**DOCUMENT SECTION:**
○ ○ ○
E-commerce

Churn: What It Is? What Can Brands Do About It?

customer churn

In e-commerce, customer churn — often also called customer attrition — is usually thought of as customer loss, but it does also factor in new customers gained. If you’re attracting more customers than you’re losing, then you can relax. If, on the other hand, you are losing customers at such a rate that your sales and overall profits are dropping, then customer churn is a real issue that you need to address.

Thankfully, with the right data, you can quantify churn and begin to identify ways to lessen the problem. Here’s what you should know about customer churn and what you can do about it.

What Is Customer Churn?

“Churn represents the percentage of customers or subscribers who stop using your service over a given period,” says Geoffrey Toffetti, CEO of Frontline Performance Group. “It means clients that opt not to renew, or continue making regular purchases. Churn is a key indicator of customer satisfaction and business health: If a company has a high churn rate, it means they’re constantly replacing lost revenue rather than growing it.”

Just replacing customers is not enough, and in fact, it can be easy to be misled by the data here. If you pick up, say, 100 new customers in a given month, that might seem like a great win for your business. But what if you also lost 101 customers? Or even just 90 customers who used to be quite loyal? You want to consistently acquire many more customers than you lose, and you want them to be regular customers, too, not just one-and-done buyers.

Why Do Customers Churn?

Customer churn can occur for different reasons, and some of them are beyond what even the savviest e-commerce sales and marketing teams can control. This is especially true during times of economic uncertainty — or outright recession — but taken on the whole, much customer attrition can be understood, even predicted, and can ideally be prevented. Here are a few of the most common causes of customer churn:

A Poor Site or App Experience

If a company’s website or app is not well optimized for easy navigation, then customers will grow tired of the user experience, and are likely to seek out alternatives. You need to ensure that the customer experience is a pleasant and easy one, or even an inventory of great products or top-notch services will fail to keep people coming back.
○ ○ ○
**DATASET EXTRACT:**
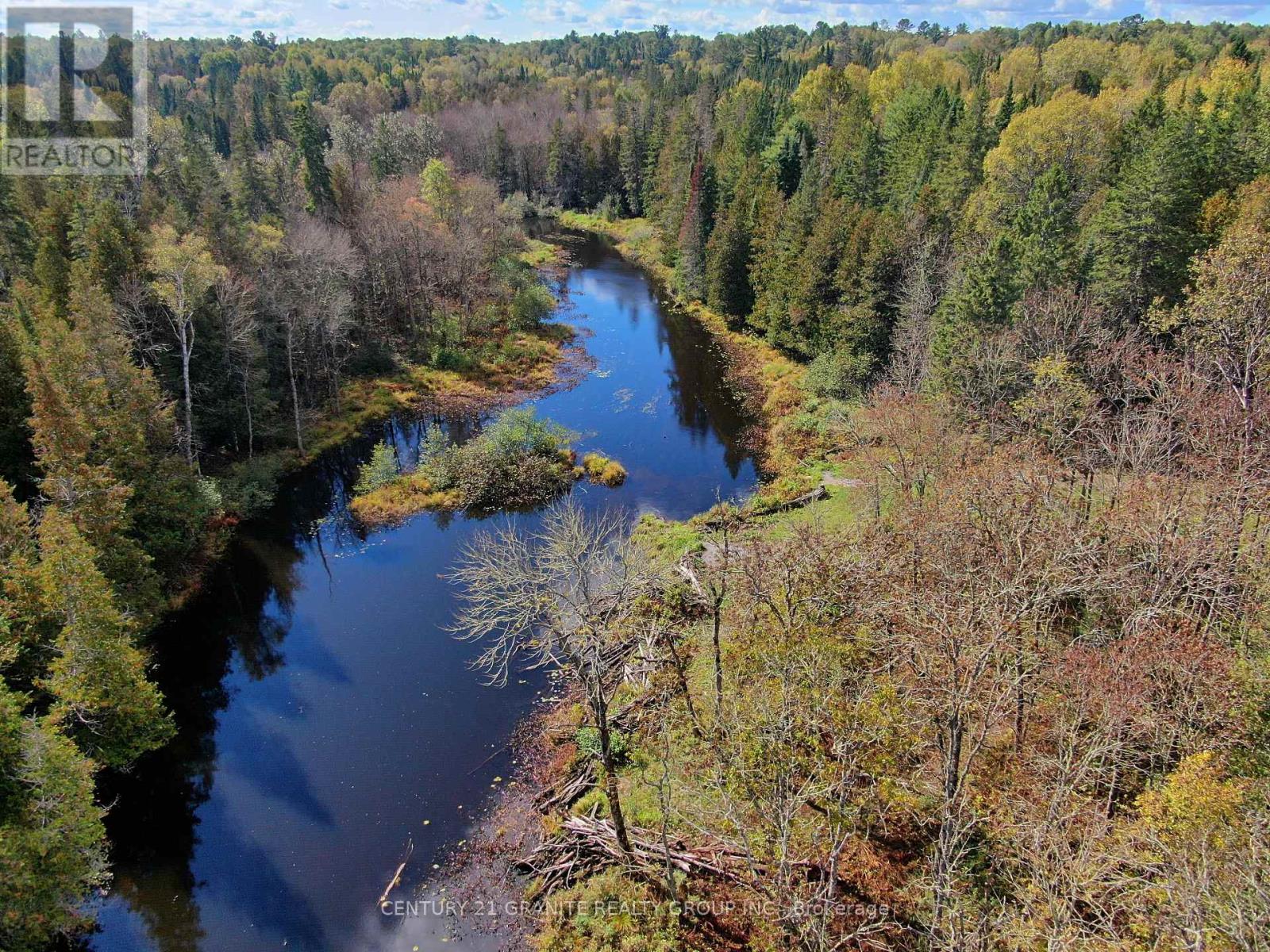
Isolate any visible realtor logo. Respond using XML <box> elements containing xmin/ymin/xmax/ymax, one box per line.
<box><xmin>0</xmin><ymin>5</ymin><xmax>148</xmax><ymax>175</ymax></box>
○ ○ ○
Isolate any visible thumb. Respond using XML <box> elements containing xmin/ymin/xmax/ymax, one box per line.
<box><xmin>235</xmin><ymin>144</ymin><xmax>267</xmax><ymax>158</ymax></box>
○ ○ ○
In the article on customer churn, what other name does it give for customer churn? The rows are separate material and have no connection to the article on customer churn.

**SOLVED EXERCISE:** Customer attrition.